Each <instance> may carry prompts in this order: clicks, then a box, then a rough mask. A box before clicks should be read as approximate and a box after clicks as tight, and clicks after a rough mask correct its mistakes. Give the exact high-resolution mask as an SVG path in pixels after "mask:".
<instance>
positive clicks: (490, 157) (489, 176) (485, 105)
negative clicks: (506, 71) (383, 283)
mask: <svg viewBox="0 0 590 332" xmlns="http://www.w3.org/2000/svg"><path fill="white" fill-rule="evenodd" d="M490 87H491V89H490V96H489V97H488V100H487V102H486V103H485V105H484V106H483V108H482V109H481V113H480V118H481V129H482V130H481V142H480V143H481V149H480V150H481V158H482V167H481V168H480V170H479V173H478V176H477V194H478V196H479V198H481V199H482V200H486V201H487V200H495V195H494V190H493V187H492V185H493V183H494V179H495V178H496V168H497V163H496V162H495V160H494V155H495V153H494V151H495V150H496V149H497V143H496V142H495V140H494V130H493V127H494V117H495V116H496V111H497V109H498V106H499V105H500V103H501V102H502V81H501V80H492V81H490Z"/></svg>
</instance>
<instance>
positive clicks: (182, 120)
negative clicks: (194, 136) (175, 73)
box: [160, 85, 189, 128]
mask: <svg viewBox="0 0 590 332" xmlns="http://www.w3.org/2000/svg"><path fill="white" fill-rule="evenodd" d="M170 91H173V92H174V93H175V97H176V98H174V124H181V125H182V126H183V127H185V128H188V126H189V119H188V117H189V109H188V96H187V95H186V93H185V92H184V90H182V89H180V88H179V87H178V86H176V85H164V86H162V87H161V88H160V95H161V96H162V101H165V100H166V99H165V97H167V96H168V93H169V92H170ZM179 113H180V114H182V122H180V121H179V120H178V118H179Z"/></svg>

□ □ □

Each line containing the word "instance" needs to be copied from the data above.

Each <instance> may carry prompts in this order: clicks, then a box, then a rough mask. A box before clicks should be read as approximate and a box after clicks as tight, and clicks after a rough mask correct its mistakes. Give the exact high-resolution mask as an SVG path in pixels after "mask:".
<instance>
</instance>
<instance>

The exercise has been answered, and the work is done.